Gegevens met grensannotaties

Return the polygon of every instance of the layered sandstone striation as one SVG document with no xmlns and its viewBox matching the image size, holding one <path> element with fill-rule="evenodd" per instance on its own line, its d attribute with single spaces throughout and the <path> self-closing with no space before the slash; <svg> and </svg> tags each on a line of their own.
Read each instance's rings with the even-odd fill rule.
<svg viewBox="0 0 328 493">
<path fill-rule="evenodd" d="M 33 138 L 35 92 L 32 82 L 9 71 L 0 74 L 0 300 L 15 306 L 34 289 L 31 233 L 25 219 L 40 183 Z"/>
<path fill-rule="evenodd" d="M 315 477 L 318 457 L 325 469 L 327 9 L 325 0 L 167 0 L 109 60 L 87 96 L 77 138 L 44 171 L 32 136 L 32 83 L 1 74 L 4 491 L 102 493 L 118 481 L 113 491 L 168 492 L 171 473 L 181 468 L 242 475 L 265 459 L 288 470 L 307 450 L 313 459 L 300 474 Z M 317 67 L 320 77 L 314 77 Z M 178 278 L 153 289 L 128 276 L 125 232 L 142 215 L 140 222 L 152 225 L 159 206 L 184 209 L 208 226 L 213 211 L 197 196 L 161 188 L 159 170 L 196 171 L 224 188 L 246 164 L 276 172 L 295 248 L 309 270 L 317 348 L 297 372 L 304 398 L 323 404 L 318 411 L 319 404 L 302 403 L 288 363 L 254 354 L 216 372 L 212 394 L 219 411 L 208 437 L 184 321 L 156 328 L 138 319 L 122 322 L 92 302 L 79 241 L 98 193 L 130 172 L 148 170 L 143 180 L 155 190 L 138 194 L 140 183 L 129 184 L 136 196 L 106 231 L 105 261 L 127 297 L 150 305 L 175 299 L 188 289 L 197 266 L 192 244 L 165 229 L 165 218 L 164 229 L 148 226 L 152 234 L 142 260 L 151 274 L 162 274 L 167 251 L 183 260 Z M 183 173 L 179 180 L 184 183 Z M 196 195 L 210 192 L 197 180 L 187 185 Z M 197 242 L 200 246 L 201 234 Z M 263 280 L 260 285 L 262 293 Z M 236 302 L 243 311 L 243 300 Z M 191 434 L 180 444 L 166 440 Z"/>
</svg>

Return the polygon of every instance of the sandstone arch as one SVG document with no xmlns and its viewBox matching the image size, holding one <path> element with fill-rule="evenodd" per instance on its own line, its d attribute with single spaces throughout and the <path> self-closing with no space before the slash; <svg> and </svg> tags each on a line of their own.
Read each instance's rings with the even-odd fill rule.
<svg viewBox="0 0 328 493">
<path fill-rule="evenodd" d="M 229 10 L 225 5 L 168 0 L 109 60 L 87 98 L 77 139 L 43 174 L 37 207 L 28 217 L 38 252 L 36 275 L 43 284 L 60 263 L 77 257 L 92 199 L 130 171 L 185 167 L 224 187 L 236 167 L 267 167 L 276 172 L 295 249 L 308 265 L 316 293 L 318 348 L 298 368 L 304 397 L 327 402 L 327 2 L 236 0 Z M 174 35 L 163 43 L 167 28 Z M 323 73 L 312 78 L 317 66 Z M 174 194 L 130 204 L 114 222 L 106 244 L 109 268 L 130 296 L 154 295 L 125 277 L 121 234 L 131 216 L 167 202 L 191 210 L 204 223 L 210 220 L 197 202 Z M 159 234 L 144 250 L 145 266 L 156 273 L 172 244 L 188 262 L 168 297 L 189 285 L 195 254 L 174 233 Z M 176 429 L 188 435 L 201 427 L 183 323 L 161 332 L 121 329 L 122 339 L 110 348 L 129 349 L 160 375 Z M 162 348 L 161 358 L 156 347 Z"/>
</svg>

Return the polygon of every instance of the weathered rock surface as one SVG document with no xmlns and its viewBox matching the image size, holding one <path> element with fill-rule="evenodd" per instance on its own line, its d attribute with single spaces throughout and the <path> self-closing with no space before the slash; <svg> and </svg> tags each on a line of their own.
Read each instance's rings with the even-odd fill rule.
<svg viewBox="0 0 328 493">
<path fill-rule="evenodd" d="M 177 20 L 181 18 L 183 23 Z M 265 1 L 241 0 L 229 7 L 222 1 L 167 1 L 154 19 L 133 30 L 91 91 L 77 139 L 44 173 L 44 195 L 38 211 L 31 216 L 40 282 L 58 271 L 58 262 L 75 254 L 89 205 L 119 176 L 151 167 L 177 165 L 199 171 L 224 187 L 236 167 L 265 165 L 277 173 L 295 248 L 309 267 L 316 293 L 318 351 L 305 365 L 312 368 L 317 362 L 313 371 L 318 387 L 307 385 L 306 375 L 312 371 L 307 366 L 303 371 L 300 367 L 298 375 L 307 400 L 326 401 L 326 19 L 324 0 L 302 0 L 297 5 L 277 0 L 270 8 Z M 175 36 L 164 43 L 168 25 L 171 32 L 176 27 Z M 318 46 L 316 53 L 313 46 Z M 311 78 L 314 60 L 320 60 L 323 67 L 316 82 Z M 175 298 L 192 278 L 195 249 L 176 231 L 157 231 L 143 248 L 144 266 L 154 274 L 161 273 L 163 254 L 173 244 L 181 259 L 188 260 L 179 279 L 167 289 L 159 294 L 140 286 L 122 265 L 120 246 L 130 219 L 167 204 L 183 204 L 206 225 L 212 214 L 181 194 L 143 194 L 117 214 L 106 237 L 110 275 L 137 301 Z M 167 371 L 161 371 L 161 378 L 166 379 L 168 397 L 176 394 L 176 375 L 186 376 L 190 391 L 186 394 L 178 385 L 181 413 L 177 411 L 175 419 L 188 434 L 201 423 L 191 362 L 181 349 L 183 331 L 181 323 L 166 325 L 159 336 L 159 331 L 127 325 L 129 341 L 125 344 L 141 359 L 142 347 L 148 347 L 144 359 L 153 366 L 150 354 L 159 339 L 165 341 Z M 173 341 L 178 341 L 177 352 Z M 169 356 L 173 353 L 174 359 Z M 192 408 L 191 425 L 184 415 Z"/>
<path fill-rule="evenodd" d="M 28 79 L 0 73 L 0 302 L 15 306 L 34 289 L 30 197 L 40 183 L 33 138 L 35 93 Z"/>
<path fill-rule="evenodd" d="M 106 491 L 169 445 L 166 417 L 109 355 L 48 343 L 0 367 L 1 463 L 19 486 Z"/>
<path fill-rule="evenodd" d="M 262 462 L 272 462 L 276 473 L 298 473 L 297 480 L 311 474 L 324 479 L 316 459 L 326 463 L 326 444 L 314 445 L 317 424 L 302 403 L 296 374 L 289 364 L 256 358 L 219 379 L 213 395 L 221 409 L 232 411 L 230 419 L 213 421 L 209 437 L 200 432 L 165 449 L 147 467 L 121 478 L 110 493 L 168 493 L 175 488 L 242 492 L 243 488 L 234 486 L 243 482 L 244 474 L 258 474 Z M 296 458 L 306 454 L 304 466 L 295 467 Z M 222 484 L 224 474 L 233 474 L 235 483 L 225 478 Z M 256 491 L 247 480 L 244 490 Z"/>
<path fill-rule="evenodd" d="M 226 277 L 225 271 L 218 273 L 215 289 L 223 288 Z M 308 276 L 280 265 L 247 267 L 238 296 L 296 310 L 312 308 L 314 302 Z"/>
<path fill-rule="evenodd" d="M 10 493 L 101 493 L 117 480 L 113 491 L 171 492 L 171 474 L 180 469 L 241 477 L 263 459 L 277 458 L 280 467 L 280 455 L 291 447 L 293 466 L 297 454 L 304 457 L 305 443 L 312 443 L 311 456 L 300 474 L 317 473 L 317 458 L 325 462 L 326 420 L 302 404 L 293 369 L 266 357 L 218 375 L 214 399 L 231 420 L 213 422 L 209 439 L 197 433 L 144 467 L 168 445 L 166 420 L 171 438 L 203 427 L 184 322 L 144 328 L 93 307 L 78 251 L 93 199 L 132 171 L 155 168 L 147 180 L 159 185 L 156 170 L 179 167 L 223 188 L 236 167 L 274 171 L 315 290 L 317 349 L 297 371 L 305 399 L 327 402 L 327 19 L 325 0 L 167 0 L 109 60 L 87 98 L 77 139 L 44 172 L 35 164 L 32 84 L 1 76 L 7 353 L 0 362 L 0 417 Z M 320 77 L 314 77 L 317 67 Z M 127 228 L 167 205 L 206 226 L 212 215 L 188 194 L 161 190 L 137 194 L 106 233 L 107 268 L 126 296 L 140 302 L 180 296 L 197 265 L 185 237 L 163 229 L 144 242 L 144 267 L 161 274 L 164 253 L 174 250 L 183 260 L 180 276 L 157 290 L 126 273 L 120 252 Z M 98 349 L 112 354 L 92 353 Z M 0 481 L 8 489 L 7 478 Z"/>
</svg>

*Opgave*.
Geef aan in hoeveel regels van de gegevens het woord "throughout" staat. Noem alleen het aantal.

*Antwoord*.
3